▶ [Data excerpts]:
-*-
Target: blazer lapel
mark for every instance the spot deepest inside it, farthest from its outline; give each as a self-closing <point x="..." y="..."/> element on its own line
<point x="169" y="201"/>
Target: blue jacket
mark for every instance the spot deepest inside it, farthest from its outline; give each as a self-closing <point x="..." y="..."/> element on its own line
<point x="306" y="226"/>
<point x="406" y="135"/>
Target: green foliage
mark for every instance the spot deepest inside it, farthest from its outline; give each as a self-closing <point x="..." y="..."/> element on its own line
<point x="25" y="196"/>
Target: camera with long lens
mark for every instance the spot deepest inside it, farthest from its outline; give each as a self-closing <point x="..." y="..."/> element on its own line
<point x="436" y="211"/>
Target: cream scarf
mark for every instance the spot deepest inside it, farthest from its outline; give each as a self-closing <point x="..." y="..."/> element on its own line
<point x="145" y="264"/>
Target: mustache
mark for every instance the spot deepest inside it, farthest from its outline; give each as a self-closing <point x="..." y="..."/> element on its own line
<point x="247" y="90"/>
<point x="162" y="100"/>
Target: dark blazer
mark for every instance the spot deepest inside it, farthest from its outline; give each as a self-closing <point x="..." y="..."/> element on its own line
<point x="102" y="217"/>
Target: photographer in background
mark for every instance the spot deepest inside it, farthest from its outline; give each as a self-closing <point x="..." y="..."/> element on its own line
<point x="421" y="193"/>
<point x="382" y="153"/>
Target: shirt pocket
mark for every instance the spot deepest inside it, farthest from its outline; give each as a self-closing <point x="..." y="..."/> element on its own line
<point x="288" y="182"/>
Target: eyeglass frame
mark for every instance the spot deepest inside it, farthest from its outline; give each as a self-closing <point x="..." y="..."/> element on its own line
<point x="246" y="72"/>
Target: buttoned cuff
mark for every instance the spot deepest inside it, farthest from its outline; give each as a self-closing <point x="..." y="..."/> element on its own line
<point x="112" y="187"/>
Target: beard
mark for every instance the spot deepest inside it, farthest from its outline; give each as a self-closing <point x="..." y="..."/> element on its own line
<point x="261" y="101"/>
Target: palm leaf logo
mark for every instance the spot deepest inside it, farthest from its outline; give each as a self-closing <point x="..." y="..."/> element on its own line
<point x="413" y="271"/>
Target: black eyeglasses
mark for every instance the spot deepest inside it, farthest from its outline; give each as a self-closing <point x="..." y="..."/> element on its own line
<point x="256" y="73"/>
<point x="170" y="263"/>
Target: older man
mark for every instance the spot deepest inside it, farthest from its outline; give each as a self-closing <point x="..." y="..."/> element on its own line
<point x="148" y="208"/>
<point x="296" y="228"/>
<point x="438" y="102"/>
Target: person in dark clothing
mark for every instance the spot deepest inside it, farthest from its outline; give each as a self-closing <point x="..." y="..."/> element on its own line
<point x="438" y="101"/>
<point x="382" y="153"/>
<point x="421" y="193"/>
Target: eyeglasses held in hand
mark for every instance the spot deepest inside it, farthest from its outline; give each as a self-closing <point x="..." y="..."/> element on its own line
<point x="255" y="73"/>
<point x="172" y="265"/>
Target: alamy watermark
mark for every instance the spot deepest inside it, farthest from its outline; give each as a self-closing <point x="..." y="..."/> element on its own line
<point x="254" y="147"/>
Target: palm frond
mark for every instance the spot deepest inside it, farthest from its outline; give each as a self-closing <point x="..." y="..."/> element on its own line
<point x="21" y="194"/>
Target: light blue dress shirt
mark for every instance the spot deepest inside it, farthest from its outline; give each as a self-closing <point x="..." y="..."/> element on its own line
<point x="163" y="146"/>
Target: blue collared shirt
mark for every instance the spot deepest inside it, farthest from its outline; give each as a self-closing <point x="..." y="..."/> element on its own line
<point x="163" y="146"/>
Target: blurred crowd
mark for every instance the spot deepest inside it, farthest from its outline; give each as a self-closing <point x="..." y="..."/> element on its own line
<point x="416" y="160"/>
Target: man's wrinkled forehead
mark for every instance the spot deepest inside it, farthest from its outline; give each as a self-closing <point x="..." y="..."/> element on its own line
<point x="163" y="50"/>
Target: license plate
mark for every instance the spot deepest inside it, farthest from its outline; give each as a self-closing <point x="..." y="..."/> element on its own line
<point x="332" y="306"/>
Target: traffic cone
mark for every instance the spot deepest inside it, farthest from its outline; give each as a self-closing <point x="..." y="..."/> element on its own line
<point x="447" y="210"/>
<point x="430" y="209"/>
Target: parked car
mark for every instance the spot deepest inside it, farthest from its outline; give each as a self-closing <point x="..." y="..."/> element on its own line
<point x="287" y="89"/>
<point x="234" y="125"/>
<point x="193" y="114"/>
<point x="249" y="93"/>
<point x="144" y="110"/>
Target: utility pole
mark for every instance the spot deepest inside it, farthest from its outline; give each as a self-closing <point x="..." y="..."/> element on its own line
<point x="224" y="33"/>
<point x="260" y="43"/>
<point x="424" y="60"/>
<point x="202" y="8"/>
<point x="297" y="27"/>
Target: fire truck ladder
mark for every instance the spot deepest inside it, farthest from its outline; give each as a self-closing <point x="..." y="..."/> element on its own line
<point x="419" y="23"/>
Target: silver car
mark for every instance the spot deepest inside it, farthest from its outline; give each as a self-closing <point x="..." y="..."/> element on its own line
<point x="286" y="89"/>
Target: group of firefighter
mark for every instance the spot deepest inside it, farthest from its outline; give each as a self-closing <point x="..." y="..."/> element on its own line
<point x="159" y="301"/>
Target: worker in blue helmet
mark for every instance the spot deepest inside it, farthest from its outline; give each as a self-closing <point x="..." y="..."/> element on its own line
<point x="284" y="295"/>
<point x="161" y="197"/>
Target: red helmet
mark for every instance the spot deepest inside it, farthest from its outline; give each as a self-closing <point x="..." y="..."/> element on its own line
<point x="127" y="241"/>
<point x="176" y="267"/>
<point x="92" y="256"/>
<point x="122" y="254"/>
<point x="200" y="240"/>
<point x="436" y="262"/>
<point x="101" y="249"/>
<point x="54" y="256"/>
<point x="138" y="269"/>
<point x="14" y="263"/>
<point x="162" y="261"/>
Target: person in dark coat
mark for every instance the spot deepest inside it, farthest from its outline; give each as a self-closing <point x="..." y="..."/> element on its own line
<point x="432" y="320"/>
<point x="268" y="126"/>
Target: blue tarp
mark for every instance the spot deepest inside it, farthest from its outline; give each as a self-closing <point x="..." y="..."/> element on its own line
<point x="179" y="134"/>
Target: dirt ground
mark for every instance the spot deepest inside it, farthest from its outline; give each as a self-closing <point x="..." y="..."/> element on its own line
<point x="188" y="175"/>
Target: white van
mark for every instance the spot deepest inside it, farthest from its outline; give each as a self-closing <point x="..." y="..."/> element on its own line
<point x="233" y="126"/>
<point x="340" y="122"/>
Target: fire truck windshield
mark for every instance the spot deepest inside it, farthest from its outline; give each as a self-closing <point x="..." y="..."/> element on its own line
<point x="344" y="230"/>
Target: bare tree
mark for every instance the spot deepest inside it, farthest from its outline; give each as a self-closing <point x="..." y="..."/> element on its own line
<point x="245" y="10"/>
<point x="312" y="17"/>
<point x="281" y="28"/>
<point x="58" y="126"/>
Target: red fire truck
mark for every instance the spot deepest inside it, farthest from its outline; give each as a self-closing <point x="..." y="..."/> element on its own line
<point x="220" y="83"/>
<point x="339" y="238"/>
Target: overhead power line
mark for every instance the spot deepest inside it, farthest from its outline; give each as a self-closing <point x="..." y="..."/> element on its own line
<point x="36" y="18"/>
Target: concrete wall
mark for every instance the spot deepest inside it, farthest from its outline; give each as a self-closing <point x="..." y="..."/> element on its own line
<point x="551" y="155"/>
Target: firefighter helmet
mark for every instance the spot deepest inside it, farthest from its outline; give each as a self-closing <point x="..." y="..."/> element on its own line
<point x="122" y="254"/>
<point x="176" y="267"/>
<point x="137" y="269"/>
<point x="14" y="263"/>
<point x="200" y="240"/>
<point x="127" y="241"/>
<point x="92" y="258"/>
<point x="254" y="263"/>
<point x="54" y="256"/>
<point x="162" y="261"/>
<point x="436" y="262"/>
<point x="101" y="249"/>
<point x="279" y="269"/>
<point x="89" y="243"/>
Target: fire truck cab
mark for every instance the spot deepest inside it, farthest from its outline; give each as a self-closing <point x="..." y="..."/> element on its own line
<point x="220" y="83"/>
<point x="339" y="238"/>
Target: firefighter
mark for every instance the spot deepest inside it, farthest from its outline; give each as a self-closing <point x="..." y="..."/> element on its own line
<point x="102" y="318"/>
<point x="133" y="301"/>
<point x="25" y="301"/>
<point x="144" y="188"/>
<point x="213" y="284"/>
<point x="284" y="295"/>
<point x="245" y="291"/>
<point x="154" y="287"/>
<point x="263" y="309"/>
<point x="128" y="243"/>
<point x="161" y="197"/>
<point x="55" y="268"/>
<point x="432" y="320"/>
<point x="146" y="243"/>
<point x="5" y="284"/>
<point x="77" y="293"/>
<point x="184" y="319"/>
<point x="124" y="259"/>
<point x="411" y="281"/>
-*-
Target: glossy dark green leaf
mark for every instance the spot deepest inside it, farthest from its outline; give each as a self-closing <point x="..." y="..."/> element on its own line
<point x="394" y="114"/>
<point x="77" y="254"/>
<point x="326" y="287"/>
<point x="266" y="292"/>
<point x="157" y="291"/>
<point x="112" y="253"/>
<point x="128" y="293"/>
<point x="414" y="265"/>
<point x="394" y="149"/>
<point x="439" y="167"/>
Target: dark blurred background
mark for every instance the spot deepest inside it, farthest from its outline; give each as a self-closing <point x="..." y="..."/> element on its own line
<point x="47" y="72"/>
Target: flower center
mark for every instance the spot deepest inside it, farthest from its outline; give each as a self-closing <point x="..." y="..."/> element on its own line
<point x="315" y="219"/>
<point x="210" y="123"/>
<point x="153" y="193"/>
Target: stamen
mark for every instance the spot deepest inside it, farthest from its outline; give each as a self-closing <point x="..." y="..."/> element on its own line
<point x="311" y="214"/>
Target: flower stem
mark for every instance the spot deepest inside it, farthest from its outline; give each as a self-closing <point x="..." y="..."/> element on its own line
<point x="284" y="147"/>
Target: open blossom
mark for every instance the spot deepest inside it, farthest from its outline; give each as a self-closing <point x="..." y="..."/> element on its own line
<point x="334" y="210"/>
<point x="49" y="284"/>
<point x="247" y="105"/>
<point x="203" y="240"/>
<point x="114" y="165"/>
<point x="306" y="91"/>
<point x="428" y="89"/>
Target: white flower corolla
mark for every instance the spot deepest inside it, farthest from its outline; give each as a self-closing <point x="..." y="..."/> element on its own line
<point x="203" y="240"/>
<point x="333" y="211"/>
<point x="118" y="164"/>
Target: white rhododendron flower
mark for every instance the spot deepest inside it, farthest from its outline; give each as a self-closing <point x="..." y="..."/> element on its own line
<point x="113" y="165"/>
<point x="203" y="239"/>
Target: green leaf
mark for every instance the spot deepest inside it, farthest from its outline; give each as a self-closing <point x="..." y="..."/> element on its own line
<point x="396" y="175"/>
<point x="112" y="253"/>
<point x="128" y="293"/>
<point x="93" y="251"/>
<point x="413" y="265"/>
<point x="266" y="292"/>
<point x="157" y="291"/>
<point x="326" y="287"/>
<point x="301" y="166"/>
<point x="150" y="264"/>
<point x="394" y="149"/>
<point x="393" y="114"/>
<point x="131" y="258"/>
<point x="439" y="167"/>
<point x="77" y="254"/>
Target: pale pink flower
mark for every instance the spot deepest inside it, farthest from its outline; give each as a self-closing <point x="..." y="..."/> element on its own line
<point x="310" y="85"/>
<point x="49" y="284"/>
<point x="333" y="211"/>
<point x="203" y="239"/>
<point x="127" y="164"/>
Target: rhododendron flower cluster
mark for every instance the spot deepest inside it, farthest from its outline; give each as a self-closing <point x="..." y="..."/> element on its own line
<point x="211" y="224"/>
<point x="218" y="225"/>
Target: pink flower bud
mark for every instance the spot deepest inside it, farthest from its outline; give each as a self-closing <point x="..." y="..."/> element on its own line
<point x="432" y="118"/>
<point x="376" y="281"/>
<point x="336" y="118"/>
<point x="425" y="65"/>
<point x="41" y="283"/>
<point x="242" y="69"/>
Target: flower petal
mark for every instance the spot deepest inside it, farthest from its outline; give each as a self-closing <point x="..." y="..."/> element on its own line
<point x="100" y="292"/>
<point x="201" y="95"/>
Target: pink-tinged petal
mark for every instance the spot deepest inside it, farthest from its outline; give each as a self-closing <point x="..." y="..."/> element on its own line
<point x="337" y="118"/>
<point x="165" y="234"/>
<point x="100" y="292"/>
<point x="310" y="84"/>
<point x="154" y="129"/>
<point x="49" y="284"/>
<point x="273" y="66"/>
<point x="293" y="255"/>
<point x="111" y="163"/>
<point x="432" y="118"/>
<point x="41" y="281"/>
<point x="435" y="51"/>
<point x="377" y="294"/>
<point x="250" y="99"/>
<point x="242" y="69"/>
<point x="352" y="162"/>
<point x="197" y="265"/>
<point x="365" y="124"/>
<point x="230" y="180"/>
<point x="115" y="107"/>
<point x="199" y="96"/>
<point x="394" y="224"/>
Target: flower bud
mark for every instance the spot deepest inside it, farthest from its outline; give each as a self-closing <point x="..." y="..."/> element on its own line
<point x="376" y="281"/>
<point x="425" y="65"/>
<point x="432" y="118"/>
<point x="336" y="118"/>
-*-
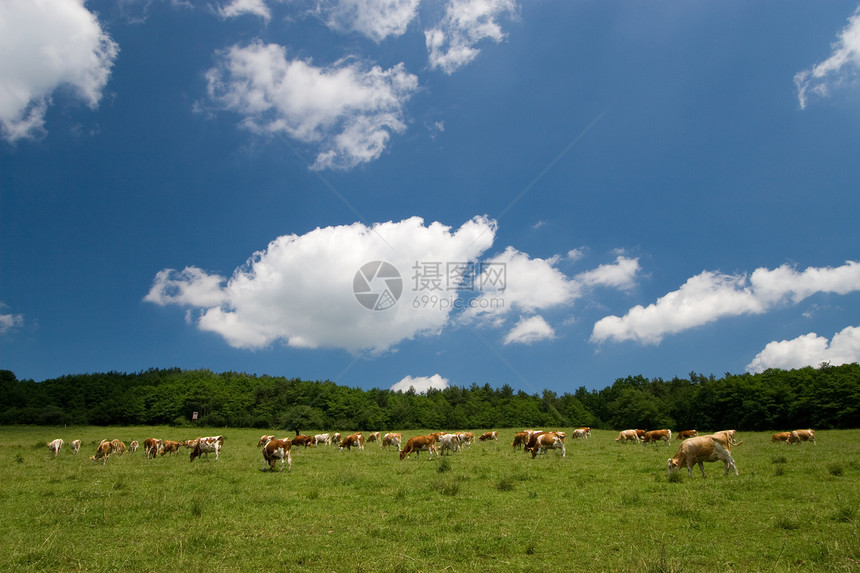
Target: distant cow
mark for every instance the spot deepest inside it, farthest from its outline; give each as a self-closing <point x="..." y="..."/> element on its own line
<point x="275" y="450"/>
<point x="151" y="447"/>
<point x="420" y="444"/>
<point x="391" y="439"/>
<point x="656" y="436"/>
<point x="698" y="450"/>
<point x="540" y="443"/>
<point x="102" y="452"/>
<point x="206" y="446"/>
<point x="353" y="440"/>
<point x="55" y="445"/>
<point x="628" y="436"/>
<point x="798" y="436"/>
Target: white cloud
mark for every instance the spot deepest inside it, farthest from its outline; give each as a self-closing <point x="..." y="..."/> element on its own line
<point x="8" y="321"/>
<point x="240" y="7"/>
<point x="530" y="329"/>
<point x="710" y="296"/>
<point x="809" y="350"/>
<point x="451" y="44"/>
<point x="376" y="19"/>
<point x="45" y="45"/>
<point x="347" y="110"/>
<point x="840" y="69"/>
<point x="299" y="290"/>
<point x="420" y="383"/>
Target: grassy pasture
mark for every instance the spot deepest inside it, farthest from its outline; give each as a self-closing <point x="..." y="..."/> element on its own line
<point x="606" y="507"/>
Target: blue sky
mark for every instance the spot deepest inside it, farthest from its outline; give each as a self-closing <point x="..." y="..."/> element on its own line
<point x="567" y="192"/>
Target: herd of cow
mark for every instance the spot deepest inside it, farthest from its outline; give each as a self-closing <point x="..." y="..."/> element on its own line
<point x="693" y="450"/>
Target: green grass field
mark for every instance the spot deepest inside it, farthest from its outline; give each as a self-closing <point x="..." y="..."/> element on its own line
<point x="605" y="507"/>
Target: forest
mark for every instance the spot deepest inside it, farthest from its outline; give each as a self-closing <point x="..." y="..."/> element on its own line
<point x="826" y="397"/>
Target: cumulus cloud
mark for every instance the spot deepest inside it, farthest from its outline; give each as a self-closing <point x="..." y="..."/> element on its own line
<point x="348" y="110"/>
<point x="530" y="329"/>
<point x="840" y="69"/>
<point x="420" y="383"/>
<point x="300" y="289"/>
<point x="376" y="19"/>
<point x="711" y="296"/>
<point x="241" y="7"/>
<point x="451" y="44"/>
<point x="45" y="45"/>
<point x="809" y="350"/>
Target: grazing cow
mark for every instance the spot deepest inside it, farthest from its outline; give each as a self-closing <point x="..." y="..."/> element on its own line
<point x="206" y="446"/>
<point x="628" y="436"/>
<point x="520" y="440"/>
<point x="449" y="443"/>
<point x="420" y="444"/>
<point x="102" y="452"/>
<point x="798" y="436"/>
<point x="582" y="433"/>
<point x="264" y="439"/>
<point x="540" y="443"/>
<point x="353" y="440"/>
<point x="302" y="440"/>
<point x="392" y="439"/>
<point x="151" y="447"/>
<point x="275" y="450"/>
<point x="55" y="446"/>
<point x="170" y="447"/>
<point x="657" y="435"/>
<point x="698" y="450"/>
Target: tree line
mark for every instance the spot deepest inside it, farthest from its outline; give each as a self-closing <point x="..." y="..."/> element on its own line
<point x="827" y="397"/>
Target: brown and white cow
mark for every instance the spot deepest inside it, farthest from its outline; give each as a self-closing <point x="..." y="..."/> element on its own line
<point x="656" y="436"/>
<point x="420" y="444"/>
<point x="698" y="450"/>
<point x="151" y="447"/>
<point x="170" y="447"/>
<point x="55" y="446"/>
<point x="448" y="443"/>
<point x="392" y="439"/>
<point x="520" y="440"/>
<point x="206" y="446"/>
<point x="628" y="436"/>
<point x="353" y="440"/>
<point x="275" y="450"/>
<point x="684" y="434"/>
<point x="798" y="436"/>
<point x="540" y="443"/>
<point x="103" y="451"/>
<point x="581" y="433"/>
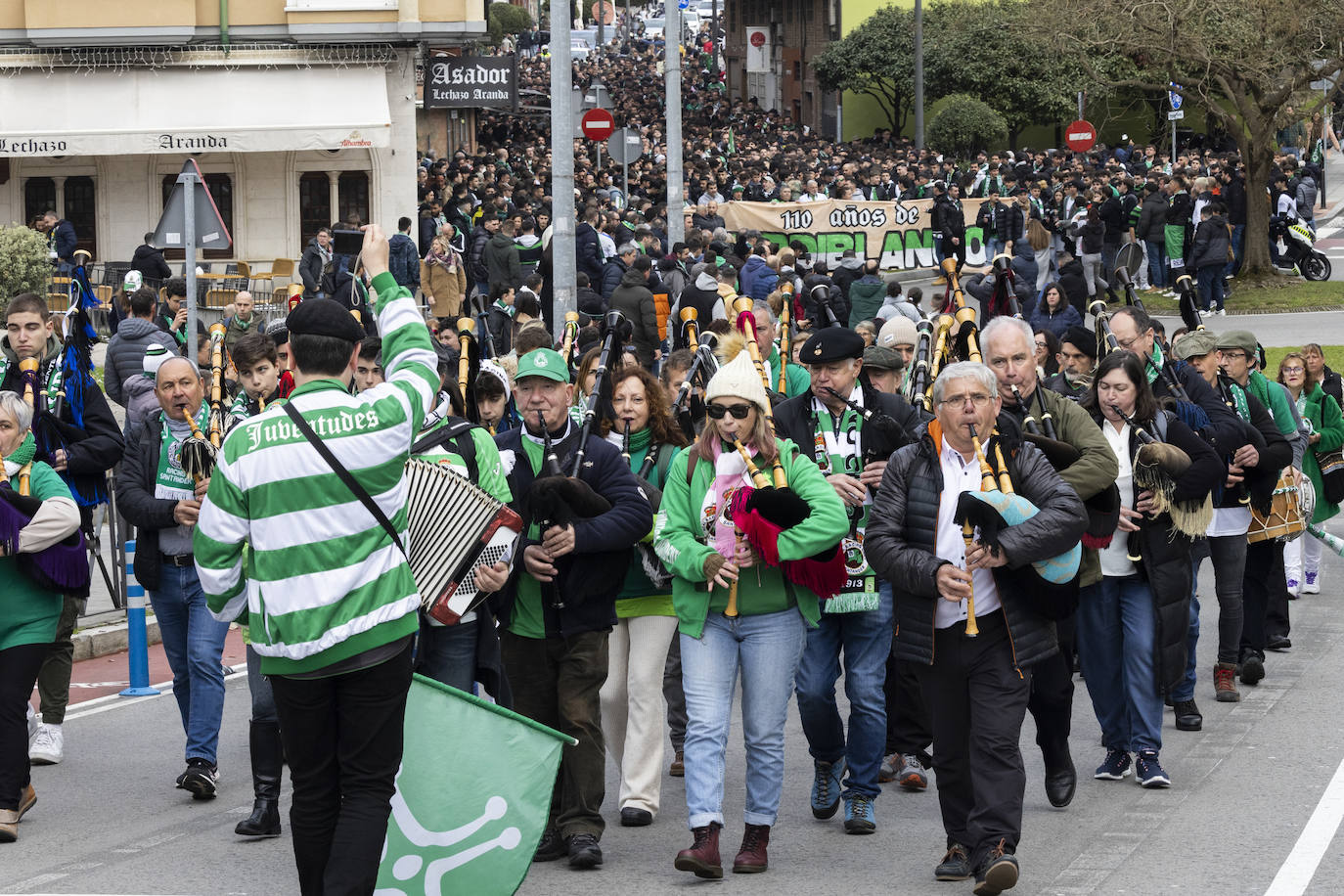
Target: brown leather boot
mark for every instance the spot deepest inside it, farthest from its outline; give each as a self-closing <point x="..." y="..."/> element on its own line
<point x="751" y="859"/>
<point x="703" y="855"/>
-*-
▶ [REQUIRED WORK]:
Set down, exactly as they stand above, the lines starting with the line with "Target: grassy pasture" and going on through the line with "Target: grazing cow", and no others.

▶ [REPLY TO THE TASK]:
Target: grassy pasture
mark for every instance the spot deepest inside it, farthest from its outline; give each as a self-closing <point x="..." y="..."/> element on its own line
<point x="606" y="507"/>
Target: blue sky
mark for every instance the spot deepest inside it, farthest from its outline; give each as a self-closing <point x="..." y="..."/> element on its own line
<point x="567" y="192"/>
Target: herd of cow
mark for every instance the spot deepest inside it, farthest from its outline; give each as a self-closing <point x="..." y="..."/> element on its own line
<point x="693" y="450"/>
Target: green grass field
mark for every instance the spot deepest inside it, farthest from its outline; give each as a self-closing <point x="..." y="..."/> element on its own line
<point x="605" y="507"/>
Target: forest
mark for every instance the spot deepest inside it, farthest from its outline; give each as a self-closing <point x="..." y="..."/> element on its own line
<point x="826" y="397"/>
Target: cumulus cloud
mark for every instance the spot deepest inside it, farthest from its outline; give each as a self-closing <point x="..." y="..."/> element on its own line
<point x="348" y="110"/>
<point x="530" y="329"/>
<point x="840" y="69"/>
<point x="420" y="383"/>
<point x="300" y="289"/>
<point x="376" y="19"/>
<point x="711" y="296"/>
<point x="241" y="7"/>
<point x="451" y="44"/>
<point x="45" y="45"/>
<point x="809" y="350"/>
Target: grazing cow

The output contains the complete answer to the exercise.